The individual show jumping in equestrian at the Rio 2016 Summer Olympics was held from 14–19 August. Like all other equestrian events, the jumping competition was mixed gender, with both male and female athletes competing in the same division. There were 74 competitors from 27 nations. The event was won by Nick Skelton of Great Britain, the nation's first victory in individual jumping and first medal of any color since making the podium four consecutive Games from 1960 to 1972. Silver went to Peder Fredricson of Sweden. Eric Lamaze of Canada took bronze, becoming the first person since 1968 and sixth overall to win multiple medals (adding to his 2008 gold).

The medals were presented by Gerardo Werthein, IOC member, Argentina and Luiz Roberto Giugni, Executive Board Member of the FEI.

Background

This was the 25th appearance of the event, which had first been held at the 1900 Summer Olympics and has been held at every Summer Olympics at which equestrian sports have been featured (that is, excluding 1896, 1904, and 1908). It is the oldest event on the current programme, the only one that was held in 1900.

Three of the top 11 riders (including ties for 9th place) from the 2012 Games returned: gold medalist Steve Guerdat of Switzerland, fifth-place finisher Nick Skelton of Great Britain, and ninth-place finisher Ben Maher of Great Britain. Also returning was 2008 gold medalist Eric Lamaze of Canada, who reached the first round of the final in 2012. Ludger Beerbaum of Germany, the 1992 gold medalist, was back for his seventh Games after missing 2012. The reigning World Champion was Jeroen Dubbeldam of the Netherlands.
+ + + + +
Set task 1: Tally the lines in the listing that contain the string "staircase", treating case as significant, and give only the number.

Material provided:
+ + + + +
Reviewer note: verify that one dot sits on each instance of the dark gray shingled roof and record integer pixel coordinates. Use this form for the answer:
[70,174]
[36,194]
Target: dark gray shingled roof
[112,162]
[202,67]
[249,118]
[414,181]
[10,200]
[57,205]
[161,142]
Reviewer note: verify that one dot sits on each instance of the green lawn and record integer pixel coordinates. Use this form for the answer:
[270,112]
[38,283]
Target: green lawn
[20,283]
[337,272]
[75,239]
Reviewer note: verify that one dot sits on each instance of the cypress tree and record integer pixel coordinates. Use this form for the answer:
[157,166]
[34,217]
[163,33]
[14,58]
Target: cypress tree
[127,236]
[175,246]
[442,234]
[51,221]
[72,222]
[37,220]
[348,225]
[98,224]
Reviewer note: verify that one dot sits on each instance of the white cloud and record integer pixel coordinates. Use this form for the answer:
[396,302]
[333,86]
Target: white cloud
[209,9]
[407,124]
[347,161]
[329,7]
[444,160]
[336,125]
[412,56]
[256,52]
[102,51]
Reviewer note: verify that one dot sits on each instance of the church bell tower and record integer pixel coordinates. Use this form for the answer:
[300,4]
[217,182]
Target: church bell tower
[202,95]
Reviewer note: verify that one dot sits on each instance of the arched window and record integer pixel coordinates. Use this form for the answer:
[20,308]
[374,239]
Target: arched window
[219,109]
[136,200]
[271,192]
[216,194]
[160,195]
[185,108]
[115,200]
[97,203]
+ + + + +
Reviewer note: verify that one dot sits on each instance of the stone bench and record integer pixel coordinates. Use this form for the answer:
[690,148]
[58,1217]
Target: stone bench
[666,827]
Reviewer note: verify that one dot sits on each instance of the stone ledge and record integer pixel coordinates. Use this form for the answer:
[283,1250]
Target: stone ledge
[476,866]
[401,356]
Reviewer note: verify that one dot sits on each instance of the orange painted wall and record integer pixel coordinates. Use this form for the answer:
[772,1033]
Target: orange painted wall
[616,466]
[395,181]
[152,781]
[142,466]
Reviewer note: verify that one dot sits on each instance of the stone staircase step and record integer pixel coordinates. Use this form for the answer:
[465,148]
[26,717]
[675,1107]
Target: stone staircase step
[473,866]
+ + + + +
Set task 2: In the Rio 2016 show jumping text, recast the paragraph beginning "Three of the top 11 riders" as a short bulleted list that keeps its main facts.

Exercise solution 1: 2

Exercise solution 2:
- Returning from the 2012 top 11 (ties for 9th included): Steve Guerdat, Switzerland (gold); Nick Skelton, Great Britain (fifth); Ben Maher, Great Britain (ninth)
- Eric Lamaze, Canada: 2008 gold medalist, reached the first round of the final in 2012
- Ludger Beerbaum, Germany: 1992 gold medalist, back for his seventh Games after missing 2012
- Reigning World Champion: Jeroen Dubbeldam, Netherlands